What is being asked —
Single out the lines of the material that contain "below" and copy them.

Data records —
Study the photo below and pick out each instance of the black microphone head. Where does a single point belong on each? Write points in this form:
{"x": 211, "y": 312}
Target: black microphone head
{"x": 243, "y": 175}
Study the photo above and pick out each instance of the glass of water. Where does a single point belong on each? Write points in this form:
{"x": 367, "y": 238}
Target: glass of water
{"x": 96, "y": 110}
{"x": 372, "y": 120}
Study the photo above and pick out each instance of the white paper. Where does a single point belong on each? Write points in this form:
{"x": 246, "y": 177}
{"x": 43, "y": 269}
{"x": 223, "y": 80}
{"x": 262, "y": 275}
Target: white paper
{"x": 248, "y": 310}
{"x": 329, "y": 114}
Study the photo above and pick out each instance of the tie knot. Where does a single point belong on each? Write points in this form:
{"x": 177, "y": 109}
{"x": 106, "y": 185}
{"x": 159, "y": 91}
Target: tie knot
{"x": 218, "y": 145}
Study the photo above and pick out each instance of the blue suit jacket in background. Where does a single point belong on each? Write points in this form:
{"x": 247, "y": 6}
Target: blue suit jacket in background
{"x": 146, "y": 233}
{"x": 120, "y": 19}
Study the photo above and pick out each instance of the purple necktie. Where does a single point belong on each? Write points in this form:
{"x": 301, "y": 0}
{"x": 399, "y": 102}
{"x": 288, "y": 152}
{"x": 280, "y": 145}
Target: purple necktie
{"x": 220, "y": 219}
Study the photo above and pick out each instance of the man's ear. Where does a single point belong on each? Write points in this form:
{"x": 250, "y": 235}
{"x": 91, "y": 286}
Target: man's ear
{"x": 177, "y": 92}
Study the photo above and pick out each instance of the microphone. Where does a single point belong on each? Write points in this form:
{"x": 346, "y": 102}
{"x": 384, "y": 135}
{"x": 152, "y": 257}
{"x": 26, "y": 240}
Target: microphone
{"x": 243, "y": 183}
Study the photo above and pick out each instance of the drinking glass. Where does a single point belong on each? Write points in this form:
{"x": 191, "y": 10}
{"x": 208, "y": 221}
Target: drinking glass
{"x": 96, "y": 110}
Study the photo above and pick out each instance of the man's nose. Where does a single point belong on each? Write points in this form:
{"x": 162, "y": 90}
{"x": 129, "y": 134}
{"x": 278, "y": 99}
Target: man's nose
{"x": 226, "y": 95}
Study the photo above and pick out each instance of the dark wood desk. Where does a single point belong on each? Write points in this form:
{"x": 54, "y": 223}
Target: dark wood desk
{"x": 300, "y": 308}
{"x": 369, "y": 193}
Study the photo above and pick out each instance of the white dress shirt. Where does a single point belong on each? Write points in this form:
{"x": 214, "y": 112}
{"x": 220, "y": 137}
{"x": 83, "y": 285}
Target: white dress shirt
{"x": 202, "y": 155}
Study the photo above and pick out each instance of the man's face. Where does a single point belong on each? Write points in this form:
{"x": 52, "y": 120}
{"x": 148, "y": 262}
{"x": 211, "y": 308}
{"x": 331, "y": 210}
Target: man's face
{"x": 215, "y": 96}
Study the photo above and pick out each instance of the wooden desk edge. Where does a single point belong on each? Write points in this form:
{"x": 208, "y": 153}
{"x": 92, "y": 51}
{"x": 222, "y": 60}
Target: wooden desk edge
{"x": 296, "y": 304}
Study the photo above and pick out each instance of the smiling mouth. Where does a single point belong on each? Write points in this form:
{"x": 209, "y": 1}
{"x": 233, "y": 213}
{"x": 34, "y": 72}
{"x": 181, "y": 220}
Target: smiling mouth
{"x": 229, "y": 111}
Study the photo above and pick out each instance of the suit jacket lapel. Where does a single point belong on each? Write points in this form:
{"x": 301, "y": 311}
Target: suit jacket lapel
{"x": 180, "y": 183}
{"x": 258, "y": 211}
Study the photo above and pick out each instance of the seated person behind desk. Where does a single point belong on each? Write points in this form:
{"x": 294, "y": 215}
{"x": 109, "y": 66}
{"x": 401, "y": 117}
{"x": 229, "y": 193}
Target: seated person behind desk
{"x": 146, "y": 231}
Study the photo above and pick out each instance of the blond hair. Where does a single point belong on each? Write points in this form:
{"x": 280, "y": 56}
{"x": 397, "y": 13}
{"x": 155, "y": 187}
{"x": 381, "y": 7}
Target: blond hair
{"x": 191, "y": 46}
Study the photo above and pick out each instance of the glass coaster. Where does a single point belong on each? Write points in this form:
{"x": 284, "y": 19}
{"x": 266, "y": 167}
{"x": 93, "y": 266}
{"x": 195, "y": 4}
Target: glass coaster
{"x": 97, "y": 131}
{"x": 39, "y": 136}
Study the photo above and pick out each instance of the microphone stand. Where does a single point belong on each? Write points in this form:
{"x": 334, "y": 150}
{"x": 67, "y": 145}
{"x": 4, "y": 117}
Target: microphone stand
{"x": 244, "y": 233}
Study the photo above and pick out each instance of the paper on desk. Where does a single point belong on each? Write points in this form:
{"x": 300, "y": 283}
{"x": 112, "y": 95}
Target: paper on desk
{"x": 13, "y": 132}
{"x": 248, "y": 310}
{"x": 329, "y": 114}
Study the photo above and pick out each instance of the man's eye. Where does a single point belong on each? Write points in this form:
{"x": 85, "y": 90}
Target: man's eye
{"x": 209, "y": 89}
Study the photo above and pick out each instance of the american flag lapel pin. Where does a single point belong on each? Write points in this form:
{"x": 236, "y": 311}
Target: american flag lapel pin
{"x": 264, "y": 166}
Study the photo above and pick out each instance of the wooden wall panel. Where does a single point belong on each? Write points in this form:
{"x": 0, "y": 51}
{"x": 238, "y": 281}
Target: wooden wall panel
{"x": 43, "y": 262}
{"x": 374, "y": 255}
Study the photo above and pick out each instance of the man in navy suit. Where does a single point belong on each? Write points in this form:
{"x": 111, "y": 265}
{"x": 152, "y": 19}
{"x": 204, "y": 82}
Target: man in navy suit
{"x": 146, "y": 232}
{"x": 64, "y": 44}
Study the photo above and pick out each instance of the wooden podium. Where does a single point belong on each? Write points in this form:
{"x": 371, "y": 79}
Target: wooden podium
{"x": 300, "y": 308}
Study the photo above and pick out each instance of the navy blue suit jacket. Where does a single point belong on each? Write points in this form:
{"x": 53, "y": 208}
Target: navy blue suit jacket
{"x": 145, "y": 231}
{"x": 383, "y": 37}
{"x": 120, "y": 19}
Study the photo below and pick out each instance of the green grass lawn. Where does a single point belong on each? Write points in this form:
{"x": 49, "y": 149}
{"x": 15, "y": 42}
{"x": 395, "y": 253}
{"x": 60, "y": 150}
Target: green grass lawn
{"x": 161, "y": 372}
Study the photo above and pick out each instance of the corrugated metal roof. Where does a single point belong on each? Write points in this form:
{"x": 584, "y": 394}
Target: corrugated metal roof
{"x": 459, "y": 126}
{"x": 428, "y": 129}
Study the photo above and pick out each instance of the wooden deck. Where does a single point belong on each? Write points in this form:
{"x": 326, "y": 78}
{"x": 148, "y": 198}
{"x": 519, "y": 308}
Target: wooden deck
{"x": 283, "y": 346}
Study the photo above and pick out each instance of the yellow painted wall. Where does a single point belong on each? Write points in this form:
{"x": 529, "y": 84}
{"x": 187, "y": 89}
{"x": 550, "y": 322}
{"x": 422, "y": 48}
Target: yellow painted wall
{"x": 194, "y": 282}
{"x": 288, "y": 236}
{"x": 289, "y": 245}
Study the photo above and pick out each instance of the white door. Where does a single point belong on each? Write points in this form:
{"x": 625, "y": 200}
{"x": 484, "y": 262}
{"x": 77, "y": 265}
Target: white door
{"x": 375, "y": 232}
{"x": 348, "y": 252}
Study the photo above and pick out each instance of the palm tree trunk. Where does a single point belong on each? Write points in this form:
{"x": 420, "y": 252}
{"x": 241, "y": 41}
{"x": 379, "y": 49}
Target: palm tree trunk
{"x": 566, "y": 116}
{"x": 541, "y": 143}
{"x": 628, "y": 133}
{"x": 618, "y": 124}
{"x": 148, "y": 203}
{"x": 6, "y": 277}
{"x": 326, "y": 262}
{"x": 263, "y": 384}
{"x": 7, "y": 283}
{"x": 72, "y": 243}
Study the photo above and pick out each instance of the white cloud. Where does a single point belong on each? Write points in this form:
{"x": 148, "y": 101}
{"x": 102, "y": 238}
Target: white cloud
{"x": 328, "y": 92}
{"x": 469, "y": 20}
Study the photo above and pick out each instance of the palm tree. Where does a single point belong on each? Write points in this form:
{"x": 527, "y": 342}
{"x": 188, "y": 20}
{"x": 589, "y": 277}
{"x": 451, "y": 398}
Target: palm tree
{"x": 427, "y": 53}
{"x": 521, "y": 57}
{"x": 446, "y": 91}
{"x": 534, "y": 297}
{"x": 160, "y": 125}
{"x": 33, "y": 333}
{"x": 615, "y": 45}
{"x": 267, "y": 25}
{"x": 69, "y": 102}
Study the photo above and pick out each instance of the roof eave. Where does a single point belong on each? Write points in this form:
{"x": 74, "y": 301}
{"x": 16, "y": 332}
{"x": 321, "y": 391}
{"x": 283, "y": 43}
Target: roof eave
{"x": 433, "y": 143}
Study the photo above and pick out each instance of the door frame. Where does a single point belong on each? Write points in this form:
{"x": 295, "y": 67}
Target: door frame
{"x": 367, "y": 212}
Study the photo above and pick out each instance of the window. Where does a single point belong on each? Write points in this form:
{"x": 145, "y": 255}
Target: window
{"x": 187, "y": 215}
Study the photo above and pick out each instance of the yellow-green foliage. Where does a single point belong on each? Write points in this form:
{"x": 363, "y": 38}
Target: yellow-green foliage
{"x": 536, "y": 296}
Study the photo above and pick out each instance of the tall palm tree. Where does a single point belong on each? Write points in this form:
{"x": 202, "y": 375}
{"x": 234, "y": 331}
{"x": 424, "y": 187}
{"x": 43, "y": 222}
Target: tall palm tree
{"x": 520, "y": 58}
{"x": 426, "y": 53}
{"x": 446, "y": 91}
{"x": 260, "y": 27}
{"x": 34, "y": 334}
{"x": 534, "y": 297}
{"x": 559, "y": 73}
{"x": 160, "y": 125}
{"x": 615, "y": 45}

Answer section —
Study the photo below and pick out each instance of the black microphone head. Where does a single point belong on each? Write points in this form:
Study the photo below and pick out each instance of the green grass lawn. Where does a single point belong on each? Write points in this form:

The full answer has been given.